== Material ==
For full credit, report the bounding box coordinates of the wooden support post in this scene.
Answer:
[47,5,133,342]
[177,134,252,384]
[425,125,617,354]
===
Stated task:
Display each line of the material above that contains the string "coordinates". Case counts.

Solution:
For full credit, report the bounding box coordinates of the wooden support post in this scene.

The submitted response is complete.